#### THE TASK
Copy out the part of the data that opens with the line containing "the black belt." and closes with the line containing "[0,233,386,589]", both lines included, with the requests kept as they are. Add -113 to every bounding-box coordinate in the answers.

#### Saved data entries

◇ ◇ ◇ ◇ ◇

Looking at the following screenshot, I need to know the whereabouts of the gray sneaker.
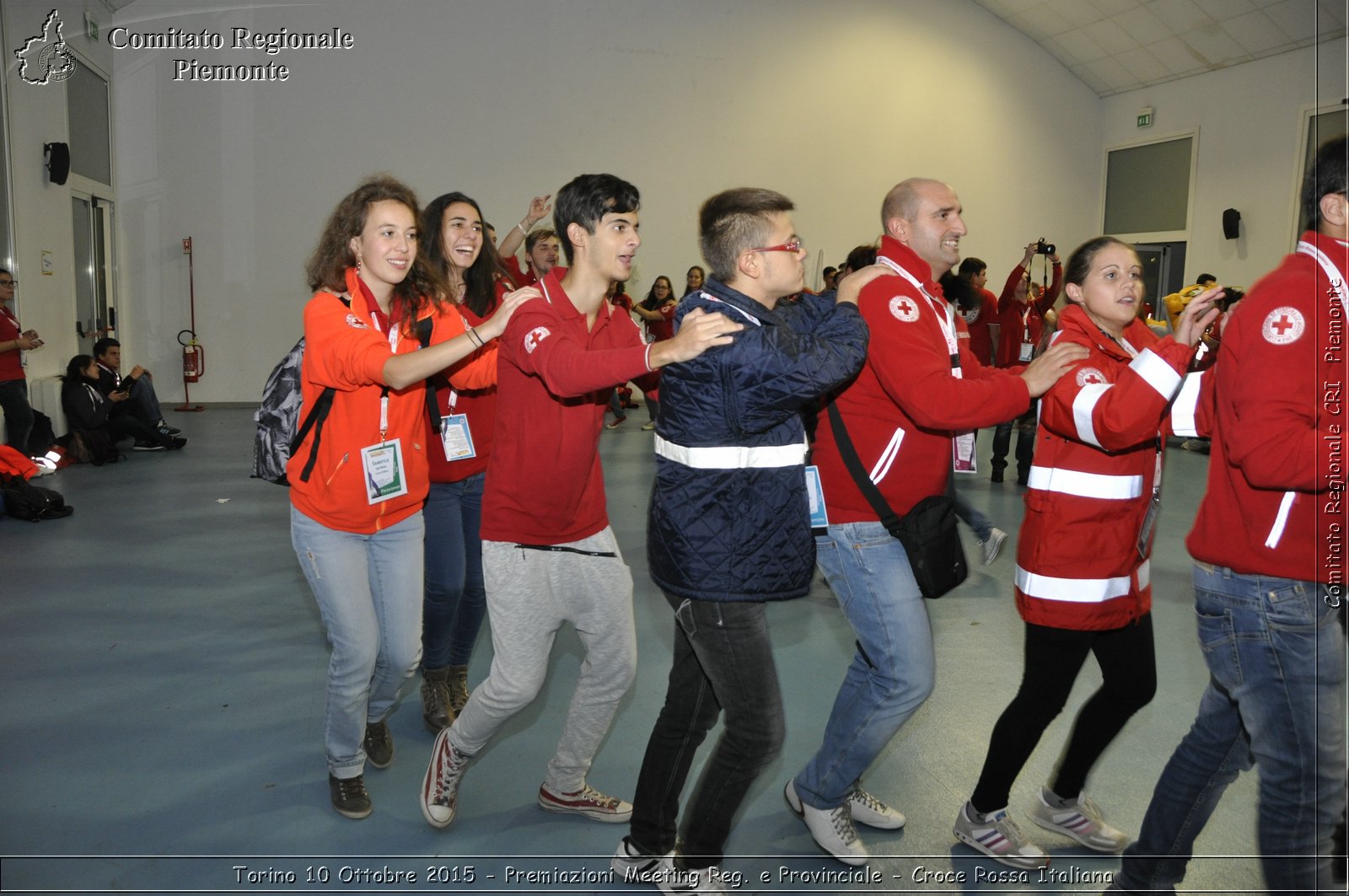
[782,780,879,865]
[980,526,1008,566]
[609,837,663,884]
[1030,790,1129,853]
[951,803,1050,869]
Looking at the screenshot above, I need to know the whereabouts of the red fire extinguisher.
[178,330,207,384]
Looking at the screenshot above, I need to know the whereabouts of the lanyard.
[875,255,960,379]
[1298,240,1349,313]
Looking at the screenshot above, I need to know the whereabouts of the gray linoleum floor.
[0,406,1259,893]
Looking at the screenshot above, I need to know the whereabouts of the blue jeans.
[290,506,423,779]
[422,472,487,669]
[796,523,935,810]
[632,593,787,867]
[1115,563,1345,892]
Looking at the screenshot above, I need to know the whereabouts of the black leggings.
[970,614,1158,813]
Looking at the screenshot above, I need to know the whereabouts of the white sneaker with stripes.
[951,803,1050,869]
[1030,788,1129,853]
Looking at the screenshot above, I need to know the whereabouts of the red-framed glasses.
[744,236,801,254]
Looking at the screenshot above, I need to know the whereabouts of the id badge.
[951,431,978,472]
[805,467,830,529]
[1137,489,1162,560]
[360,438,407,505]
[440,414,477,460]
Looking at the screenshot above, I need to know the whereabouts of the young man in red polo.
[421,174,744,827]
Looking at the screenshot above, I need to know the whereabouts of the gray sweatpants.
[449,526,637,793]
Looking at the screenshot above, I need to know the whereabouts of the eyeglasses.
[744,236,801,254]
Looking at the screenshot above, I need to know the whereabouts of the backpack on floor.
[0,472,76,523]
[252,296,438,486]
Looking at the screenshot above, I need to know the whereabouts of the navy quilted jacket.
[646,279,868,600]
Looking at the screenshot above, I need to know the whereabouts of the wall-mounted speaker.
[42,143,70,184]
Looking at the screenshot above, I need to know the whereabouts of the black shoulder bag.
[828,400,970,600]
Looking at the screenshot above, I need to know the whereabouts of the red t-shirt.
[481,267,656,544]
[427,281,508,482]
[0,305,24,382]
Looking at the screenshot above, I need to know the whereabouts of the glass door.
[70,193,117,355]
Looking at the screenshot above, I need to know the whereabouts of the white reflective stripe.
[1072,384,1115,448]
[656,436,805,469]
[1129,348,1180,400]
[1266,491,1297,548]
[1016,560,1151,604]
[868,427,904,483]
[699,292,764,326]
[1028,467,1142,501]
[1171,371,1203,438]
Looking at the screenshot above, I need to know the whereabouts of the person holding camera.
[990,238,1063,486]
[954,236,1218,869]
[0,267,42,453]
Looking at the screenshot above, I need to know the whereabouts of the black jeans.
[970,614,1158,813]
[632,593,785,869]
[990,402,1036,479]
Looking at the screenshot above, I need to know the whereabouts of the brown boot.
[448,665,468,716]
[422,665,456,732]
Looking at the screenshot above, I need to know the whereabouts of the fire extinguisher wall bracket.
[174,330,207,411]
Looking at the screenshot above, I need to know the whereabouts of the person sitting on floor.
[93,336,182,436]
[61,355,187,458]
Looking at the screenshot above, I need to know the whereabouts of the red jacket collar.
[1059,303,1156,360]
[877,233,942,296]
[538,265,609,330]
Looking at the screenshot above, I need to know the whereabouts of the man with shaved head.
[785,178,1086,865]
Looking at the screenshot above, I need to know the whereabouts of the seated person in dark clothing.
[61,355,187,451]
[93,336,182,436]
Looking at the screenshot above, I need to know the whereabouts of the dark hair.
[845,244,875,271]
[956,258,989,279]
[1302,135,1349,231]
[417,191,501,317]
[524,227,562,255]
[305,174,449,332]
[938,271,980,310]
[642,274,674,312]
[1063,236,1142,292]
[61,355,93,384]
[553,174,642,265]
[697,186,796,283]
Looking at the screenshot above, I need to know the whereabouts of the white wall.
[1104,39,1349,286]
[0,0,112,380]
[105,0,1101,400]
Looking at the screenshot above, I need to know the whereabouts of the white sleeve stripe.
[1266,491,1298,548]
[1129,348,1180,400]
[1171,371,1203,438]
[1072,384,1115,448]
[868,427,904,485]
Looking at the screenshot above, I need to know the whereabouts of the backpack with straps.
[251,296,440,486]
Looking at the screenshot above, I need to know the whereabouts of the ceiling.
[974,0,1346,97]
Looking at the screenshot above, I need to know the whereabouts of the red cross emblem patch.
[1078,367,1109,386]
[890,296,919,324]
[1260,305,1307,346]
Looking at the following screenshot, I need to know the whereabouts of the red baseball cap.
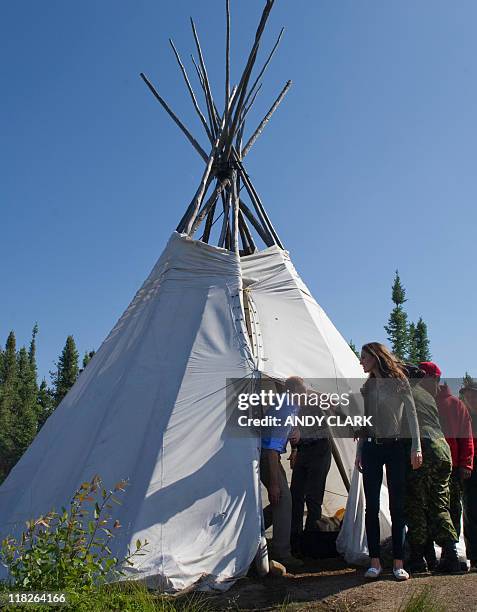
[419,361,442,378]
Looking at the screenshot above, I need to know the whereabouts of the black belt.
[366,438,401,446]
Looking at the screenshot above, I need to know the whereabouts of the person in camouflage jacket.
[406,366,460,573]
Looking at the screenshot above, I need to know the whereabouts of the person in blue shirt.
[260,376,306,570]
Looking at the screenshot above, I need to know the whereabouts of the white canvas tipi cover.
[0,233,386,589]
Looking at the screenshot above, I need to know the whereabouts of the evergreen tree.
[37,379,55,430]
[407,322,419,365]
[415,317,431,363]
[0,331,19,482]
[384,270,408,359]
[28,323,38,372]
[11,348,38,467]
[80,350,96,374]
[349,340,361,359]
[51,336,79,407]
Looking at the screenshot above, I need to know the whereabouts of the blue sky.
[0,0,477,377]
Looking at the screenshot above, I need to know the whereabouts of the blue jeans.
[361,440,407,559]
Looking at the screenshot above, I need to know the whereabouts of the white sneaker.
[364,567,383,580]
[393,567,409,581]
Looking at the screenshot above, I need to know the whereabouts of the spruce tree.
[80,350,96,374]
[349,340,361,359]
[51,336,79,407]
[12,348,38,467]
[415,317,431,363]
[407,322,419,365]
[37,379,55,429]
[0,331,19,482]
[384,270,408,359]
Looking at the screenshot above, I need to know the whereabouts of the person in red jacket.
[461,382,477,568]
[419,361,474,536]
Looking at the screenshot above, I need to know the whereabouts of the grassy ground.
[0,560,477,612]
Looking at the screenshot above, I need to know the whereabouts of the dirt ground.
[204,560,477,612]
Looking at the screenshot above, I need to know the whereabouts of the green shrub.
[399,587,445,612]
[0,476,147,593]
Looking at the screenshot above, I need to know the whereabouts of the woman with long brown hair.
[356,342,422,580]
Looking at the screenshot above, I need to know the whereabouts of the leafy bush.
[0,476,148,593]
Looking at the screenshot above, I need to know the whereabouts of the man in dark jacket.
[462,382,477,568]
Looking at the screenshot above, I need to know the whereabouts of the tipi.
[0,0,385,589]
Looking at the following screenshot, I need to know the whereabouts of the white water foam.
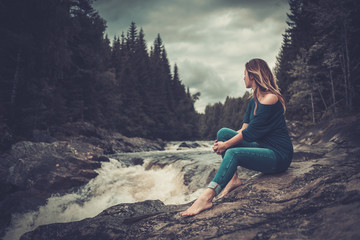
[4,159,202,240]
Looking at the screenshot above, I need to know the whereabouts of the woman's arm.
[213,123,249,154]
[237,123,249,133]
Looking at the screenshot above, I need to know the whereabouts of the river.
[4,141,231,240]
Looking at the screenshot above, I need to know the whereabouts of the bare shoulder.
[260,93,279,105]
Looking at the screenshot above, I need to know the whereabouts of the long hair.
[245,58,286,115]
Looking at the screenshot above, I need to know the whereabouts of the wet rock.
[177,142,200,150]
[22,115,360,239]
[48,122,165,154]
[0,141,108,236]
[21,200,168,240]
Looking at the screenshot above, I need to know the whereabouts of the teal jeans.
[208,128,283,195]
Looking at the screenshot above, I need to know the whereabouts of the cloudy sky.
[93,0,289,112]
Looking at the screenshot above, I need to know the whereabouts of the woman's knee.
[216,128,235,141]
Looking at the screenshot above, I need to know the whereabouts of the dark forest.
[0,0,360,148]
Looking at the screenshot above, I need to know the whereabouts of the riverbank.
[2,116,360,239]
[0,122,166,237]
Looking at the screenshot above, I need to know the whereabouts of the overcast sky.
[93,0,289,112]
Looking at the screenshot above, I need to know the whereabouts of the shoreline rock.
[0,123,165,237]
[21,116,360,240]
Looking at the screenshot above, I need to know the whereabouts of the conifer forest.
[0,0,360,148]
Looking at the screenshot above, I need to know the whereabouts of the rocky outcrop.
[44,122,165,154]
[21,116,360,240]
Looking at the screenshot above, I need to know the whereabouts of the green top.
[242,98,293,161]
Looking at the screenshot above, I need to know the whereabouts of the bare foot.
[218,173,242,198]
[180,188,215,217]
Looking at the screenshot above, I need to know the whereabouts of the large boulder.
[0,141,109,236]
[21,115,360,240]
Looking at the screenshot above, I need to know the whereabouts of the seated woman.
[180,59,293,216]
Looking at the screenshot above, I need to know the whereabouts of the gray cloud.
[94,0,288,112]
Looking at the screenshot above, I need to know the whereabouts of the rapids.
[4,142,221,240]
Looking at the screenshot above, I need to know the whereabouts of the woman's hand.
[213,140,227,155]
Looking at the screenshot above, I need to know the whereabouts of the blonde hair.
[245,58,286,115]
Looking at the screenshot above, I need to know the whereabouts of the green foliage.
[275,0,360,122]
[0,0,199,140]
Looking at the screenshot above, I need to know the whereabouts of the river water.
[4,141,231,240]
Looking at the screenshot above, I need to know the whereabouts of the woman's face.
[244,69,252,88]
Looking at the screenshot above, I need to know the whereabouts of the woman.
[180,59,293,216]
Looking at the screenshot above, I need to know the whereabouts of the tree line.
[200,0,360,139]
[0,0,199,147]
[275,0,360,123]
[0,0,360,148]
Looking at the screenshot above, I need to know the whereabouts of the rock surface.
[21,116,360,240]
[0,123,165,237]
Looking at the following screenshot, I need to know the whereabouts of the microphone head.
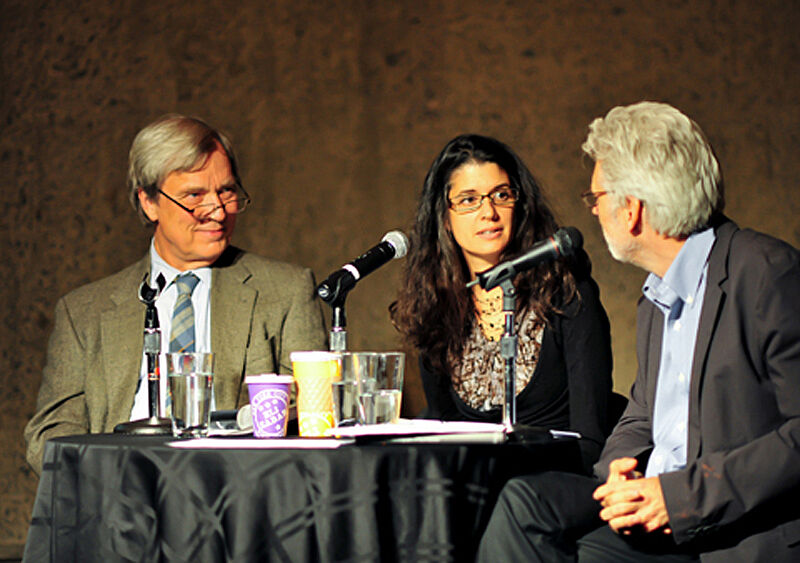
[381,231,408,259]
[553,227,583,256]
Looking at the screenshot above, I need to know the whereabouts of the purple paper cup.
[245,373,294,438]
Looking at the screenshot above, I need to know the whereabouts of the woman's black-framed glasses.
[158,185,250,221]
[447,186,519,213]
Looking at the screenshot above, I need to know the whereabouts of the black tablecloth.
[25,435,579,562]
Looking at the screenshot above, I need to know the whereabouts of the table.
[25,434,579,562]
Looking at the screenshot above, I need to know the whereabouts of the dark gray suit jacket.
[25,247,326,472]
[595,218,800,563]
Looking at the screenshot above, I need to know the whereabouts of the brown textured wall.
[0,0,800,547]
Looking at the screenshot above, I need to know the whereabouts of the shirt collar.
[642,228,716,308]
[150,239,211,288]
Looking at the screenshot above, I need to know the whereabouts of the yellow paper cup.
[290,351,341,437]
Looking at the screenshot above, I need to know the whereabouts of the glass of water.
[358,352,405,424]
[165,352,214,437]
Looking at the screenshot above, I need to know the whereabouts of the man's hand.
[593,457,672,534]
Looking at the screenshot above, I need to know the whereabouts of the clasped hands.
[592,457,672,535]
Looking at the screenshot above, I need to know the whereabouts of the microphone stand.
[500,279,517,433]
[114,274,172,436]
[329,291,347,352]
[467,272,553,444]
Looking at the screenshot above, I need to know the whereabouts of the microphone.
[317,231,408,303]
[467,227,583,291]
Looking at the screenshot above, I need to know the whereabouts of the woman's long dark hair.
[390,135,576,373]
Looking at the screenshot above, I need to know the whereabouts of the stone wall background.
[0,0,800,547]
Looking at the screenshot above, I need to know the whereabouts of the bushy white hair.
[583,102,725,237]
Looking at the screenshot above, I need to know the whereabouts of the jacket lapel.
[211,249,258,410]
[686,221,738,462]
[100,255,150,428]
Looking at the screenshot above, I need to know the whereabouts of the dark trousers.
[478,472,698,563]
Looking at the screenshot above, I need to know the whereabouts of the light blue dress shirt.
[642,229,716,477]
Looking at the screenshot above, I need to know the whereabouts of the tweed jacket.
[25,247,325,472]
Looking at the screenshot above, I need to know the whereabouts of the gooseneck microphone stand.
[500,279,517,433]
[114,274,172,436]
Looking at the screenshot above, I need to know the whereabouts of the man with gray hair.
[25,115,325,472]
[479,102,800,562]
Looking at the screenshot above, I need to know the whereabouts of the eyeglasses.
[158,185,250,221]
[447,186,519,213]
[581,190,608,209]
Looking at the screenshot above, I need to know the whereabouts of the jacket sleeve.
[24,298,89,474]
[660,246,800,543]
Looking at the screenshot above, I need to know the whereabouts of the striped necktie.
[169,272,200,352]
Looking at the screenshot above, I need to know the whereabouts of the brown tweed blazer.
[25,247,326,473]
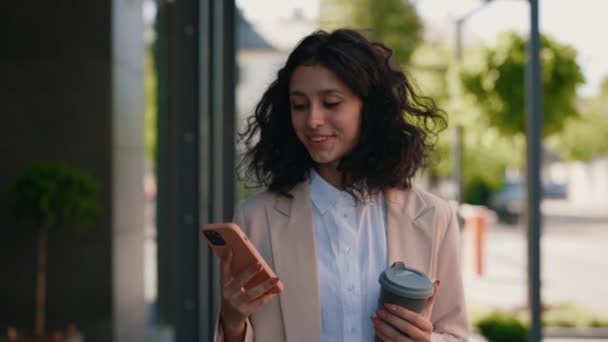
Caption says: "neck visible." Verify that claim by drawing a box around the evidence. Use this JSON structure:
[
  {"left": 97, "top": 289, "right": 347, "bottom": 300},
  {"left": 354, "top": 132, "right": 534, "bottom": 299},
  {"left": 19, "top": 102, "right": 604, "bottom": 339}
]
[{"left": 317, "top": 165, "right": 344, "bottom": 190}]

◇ ◇ ◇ ◇ ◇

#### OUTPUT OF THE EXERCISE
Looking at the screenshot above, I need to know the whereabouts of the black belt.
[253,325,288,333]
Looking at the screenshot above, I need to know the whereabouts of the person in camouflage jacket.
[293,253,347,460]
Looking at the screenshot above, I need to know the whereabouts of the person in blue shirt.
[147,263,193,457]
Looking at the screenshot above, I need to know the whereabouts of the white canvas tipi cover.
[-113,120,273,476]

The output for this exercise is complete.